Entries from a collection
# # # #
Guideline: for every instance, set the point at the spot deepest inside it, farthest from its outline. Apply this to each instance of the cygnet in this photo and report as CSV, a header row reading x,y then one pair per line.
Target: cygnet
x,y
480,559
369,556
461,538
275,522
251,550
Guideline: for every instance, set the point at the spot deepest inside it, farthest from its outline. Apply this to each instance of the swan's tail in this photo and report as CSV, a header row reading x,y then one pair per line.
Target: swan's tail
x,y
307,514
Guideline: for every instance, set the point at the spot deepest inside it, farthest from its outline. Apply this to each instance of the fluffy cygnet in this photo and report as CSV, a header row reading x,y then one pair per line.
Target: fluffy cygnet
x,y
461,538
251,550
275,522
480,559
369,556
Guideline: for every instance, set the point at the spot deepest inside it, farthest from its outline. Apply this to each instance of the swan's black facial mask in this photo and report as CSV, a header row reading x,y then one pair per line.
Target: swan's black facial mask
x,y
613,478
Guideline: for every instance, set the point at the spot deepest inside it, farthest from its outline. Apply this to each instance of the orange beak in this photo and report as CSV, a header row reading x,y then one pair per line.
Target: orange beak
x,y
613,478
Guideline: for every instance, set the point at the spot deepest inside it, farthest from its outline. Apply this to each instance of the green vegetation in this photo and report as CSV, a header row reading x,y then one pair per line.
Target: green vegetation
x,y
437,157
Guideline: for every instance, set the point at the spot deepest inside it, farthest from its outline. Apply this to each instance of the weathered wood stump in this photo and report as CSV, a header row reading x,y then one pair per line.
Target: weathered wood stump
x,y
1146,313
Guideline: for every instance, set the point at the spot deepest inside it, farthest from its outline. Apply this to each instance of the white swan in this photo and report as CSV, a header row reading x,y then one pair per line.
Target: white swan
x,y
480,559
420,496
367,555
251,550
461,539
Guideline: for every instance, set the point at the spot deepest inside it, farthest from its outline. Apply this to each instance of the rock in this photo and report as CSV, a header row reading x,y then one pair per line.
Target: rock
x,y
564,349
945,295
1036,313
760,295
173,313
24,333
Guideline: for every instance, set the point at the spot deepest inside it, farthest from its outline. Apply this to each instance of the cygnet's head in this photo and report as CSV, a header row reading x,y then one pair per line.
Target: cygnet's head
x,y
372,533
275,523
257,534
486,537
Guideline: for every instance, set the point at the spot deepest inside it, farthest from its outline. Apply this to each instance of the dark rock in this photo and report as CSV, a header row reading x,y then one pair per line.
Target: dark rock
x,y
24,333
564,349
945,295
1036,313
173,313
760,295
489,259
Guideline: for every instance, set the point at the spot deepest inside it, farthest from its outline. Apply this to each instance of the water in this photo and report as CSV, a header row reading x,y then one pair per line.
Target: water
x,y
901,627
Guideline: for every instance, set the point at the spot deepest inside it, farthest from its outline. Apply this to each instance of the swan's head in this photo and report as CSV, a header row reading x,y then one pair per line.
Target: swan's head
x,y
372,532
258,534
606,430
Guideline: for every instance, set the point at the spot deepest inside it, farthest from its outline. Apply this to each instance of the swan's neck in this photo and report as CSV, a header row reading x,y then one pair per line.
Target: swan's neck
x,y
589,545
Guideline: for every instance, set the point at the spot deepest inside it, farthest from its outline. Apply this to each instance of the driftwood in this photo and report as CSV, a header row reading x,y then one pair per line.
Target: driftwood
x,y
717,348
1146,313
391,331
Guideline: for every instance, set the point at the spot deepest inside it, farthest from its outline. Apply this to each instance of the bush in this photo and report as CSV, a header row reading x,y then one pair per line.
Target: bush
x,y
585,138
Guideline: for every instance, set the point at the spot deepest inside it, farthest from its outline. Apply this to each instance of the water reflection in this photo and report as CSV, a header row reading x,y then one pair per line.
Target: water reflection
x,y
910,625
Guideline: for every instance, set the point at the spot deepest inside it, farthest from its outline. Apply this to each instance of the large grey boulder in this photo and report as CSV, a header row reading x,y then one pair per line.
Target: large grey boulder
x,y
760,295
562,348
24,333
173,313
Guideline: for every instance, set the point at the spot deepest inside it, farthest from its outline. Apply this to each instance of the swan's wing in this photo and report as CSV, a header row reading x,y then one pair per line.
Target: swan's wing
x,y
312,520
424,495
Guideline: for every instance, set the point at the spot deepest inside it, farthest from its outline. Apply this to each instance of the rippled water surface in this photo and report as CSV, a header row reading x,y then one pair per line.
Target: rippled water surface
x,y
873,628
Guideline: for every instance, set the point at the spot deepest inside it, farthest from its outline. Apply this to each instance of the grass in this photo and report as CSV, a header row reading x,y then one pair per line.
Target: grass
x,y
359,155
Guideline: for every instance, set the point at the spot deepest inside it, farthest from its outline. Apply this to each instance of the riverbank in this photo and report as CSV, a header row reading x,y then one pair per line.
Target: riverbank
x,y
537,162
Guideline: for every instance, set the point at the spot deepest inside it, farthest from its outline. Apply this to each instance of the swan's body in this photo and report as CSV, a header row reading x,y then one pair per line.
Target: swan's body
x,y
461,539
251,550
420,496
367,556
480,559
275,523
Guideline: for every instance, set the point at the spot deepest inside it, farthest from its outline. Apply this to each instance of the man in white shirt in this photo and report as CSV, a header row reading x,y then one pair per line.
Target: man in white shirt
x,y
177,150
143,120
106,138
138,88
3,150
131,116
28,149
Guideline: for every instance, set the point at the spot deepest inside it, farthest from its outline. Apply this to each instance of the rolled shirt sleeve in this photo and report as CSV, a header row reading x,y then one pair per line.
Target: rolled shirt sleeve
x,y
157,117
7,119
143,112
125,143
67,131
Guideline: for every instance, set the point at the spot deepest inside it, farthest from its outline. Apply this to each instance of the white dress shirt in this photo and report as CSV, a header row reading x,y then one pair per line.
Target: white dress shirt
# # # #
Aim of the task: Update the lines above by changing each "Target" to "Object". Leave everything else the same.

Solution:
Guideline: for every instance, set the point at the spot deepest inside it, farthest from its outline. Apply this to each instance of the cygnet in this photo and report as CSV, a header row reading x,y then one pair per line.
Object: cygnet
x,y
480,559
369,556
461,538
275,522
251,550
Guideline: for every instance, set the point at the spot deepest inside it, farthest from its outline. Apply this to each instance of the swan's tail in this photo and report as CSV, a header row reading x,y then one pair per line.
Object: swan's tail
x,y
307,514
Guideline: for every instance, set the point at the spot deepest inside it, farthest from its outline. Apply this to each instance of the fluffy cygnet in this photo and report as CSV, a header row reading x,y then one pair per line.
Object: fluffy cygnet
x,y
461,538
251,550
275,522
480,559
369,556
Guideline: for every instance, set the point at the spot deepest inside it, farthest from its outline. Apply this to each instance of the swan's black facial mask in this photo and report as CSV, a header row reading x,y then one pair per line.
Object: swan's black facial mask
x,y
613,478
Guideline: for every instance, set the point at the spot deepest inside it, farthest from its outline. Apply this to each instance of the orange beak in this photo and report as CSV, a header row reading x,y then one pair per line.
Object: orange beak
x,y
613,478
Guideline: for every instance, set the point at the spot deepest inside it, farthest from its outline. Apply this to each instance of the green vegetation in this photo and report as CSV, a header row reading x,y then one pair per line.
Object: green vegetation
x,y
437,157
Guideline: for every instance, set the point at the spot deepest inside it, farthest from its outline. Apply this to each instance of the weathered wood stump in this photo and report as CSV, a header row reading x,y then one pair per line.
Object: weathered wood stump
x,y
1146,313
Guideline: for every instance, set the point at the spot deepest inside it, farthest from its outline. Apply this to each instance of the white swan in this photo and report as CSV, a header row reading x,y then one pair per line.
Object: white swan
x,y
480,559
420,496
367,555
251,550
461,539
Guideline: for every instance, set the point at the spot deepest inside it, farthest from its outline. Apply this to each instance of the rock in this photo and report as CSV, a header row reading x,y then one pair per line.
Object: rock
x,y
564,349
945,295
1036,313
760,295
173,313
24,333
Guideline: for every instance, set the point at the spot deepest inside it, farthest from its outline. Apply this to each instance of the cygnet's head in this photo and report as CSV, a header row reading x,y then one pair per line.
Object: cygnet's head
x,y
372,533
275,523
257,534
486,537
Guideline: for every instance, set the point at the spot deepest inside it, farthest from its outline. Apply this to each instance of the dark rock in this photo and report as CSV, a header row reading x,y then one pair per line.
Object: dark rock
x,y
24,333
564,349
945,295
1036,313
173,313
760,295
489,259
Guideline: for every instance, set the point at the spot deepest inside it, farthest from its outline. Apply this to each instance of the water in this photo and report as CSV, a header row reading x,y then one pair per line.
Object: water
x,y
901,627
Guideline: for every instance, set the point at the spot deepest inside it, farthest from its outline. Apply this to each instance of the swan's head in this photo and report as CSV, a header row reading x,y then one pair per line.
Object: swan's head
x,y
372,532
258,534
606,430
Guideline: for every instance, set the point at the spot deepest inside it, farthest from its outline. Apply this to each instance of the swan's neck in this photo and report as CSV, a header row reading x,y then one pair per line.
Object: swan's neck
x,y
589,545
Guideline: for every instance, set the point at the spot deepest inside it, farthest from its outline. Apply this to each instance of the driftwood in this photo and report as CSV, a header row reading x,y then one pair per line.
Object: driftwood
x,y
717,348
1146,313
391,331
Guideline: for every instance, set the point at the spot deepest inside it, farthest from its outline. Apply this to each instance of the bush in this photo and report as CSV, a header row reading x,y then one pair per line.
Object: bush
x,y
585,138
Guideline: for every instance, set the point at the spot deepest inside it, farthest from its outline. Apply this to each instance of the water reflection in this photo and report as CSV, a header row reading x,y then one pair per line.
Object: water reflection
x,y
910,625
Guideline: for every instance, set the point at the spot deepest inside it, farthest from its outline. Apply this to each instance of the large grey boulder in this photo and report as CSV, a header row reading x,y then one pair per line.
Object: large grey boulder
x,y
760,295
562,348
24,333
173,313
Guideline: for every instance, set the point at the spot deepest inside it, farthest from its outline. Apply this to each instance of the swan's wing in this photo and report as CSV, a header row reading x,y then one pair per line.
Object: swan's wing
x,y
312,520
424,495
Guideline: for every instance, set the point at the spot deepest inside it, farthest from its outline. Apply this to each instance of the rippled water surface in this photo and report as CSV, a header row reading x,y then one pair per line.
Object: rippled water surface
x,y
873,628
Guideline: for every instance, set the point at the spot deepest inside it, farthest from its outline. Apply this to each instance of the grass in this photo and report as CSV, a header row reading x,y then one pair per line.
Object: grass
x,y
359,155
Guideline: for every instance, set the point at the spot deepest inside it, farthest from its outline. Apply this to each instance of the riverbank in this photo and report as CSV, a header row reading x,y then one pair per line.
Object: riverbank
x,y
537,162
Guideline: for every instance, set the point at the spot deepest inside it, farthest from its outline. Apply this to each instance of the swan's body in this photo and report as CSV, a header row reading x,y then one pair per line.
Object: swan's body
x,y
461,539
251,550
420,496
367,556
480,559
275,523
Guideline: for every instance, set the point at the spot deepest inside it, farthest from its outline. Apply this to each instance of the man in white shirt in this photo and report as CSV, a header row reading x,y then one pair per line.
Object: man in white shirt
x,y
177,150
143,120
106,138
138,88
3,150
131,116
28,149
Guideline: for every instance, set the point at the spot deepest inside it, farthest from its outline. Apply this to each instance of the rolled shirt sleeve in this photo and report as CSV, a header row reading x,y then one pair per line.
Object: rolled shirt sleeve
x,y
157,117
7,119
143,112
125,143
67,131
Guideline: for every instance, set the point at the spot deepest inside it, farthest from its outline. Apply this to each instance of the white dress shirt in this photo and report as CSV, a header row reading x,y then one pair per line.
Object: white dress shirt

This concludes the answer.